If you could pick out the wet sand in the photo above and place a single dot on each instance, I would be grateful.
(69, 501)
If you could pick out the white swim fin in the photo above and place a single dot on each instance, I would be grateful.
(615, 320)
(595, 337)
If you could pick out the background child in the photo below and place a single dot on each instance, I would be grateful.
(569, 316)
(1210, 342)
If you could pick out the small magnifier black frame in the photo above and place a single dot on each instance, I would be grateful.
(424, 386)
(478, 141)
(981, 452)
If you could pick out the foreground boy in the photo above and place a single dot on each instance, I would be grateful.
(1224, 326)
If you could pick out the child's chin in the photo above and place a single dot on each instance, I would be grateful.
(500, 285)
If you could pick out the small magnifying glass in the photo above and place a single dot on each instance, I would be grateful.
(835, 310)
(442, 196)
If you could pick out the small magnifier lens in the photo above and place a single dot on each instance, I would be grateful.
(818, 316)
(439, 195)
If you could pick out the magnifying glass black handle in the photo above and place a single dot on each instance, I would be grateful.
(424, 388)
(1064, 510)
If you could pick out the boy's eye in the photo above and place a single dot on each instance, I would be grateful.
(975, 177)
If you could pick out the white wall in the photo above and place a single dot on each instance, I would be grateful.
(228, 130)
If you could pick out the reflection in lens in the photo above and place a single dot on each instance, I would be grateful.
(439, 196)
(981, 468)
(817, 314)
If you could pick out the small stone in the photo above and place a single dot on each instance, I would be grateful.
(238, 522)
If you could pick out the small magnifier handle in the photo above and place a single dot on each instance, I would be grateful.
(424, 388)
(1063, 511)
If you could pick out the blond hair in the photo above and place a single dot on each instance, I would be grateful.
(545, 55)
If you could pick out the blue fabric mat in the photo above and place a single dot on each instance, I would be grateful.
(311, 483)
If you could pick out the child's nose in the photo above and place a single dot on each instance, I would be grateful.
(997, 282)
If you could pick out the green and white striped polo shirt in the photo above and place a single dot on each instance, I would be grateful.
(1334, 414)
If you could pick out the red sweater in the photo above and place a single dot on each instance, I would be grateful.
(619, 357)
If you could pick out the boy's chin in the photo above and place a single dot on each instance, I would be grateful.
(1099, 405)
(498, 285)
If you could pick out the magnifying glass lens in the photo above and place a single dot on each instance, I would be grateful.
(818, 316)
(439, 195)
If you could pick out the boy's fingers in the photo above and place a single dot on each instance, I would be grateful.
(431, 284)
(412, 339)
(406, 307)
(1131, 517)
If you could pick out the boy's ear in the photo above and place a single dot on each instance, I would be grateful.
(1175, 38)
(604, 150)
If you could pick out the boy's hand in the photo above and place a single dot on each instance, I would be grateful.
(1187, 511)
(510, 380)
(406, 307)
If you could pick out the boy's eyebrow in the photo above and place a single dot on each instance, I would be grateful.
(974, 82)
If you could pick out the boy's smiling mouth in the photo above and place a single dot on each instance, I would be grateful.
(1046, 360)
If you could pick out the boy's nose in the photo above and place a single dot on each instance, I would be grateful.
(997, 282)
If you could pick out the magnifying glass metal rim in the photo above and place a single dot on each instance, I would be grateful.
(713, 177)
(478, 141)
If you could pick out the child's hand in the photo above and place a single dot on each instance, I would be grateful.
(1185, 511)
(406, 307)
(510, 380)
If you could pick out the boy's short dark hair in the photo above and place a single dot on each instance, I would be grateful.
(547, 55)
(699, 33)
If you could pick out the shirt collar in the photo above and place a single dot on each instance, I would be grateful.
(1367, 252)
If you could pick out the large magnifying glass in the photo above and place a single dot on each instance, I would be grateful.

▶ _What to produce_
From the first line to the last, retype the material exactly.

▶ _Solution for this exercise_
If you could pick out the wet sand in the photo above and place a single dot on each instance, I would be grateful.
(69, 501)
If you could pick out the white swim fin in the photo above and place a single dot on each instance, I would be grateful.
(615, 320)
(595, 337)
If you could pick out the background child in the photo below and place a single dot on each instance, I would be grateful.
(569, 316)
(1210, 342)
If you could pick out the small magnifier black frame in the photo above and place a single dot on each instance, I would be grateful.
(424, 386)
(478, 141)
(981, 452)
If you could pick out the foreground boy in the photo above and place a single dot on each instance, I would be grateful.
(1224, 326)
If you could pick out the child's chin in the photo above and place a single dot on each instance, I would be grateful.
(500, 285)
If you could pick out the small magnifying glass in the photo above and place a single dot on each instance, I would be grateful.
(835, 310)
(442, 196)
If you could pick out the small magnifier lens in the photo above and place a single dot on each instance, I would be grateful.
(818, 316)
(439, 195)
If you could pick out the magnifying glass black handle in the photo above and place a single dot on each instance, I would be grateful.
(424, 388)
(1064, 510)
If you could pick out the boy's eye in the photo above and place a single dot on each instance, I would be grateful.
(975, 177)
If you could pick out the white wall in the photo above and place a single dot on each instance, I would be grateful.
(228, 130)
If you could pick out the reflection in lens in the photo above and place a single dot on each instance, I would be grateful.
(439, 196)
(981, 468)
(817, 314)
If you could pick out the small stone in the photo above and place a single dot on each instance, I would be grateful.
(238, 522)
If you could pick out the small magnifier handle in the photo above and place a single dot on each instance, I would be grateful.
(424, 388)
(1063, 511)
If you could pick out the blond hair in the photo above and place a single dot on each instance, I would be grateful.
(545, 55)
If you could pick out the blue fabric mat in the photo above and place a single dot on each instance, I would be grateful.
(311, 483)
If you could pick out the child's nose in the photo above and place a single dot on each instance, I would be grateful.
(997, 282)
If you could pick out the green and white striped polo shirt in the photo above and place a single dot on each instance, I would be grateful.
(1334, 414)
If you could pick out the red sweater in the photo above and place a single dot on each instance, I would be grateful.
(619, 357)
If you could pick out the boy's chin in the photo above and place a single dot on each instance, I would be grateful.
(1099, 405)
(498, 285)
If you could pick out the magnifying glass lens in the photo above and place a single dot on each instance, I would be grateful.
(818, 316)
(439, 195)
If you could pick out the boy's fingers in the photo above and place a single dot on each instance, I would be grateful.
(431, 284)
(412, 339)
(406, 307)
(1131, 517)
If you could pick out the boy's ear in the photo above and place a single dot on each instance, I would be grateful.
(1175, 38)
(604, 150)
If you could pick out the boy's hand in the photo above and place a single dot on each instance, I would be grateful.
(1187, 511)
(510, 380)
(406, 307)
If you could pick out the boy's eyebrow in the photo above and place a single dot on each instance, I would be grateful.
(974, 82)
If you could pick out the boy's smiling mouth in the photo above and place a single dot on each instance, I would be grateful.
(1046, 360)
If you could pick out the boy's nose in the photo above and place a single dot on each instance, I would be grateful.
(997, 282)
If you could pick out the magnifying glass metal rim in the photo above and place a single dot on each instance, I would be grateful.
(713, 177)
(478, 141)
If you could pick out the child's hand in the photo above and place a single dot on each instance, I would be grateful.
(1185, 511)
(406, 307)
(510, 380)
If you could pick out the boy's short dark hair in the photo above and place a single dot on each instance, I would be grateful.
(547, 55)
(699, 33)
If you could pick out the shirt collar in the photo above and place a single dot on each instance, I would be grateful.
(1367, 252)
If you could pick out the large magnifying glass in the photo above and place a single dot on each instance, I would be grateful.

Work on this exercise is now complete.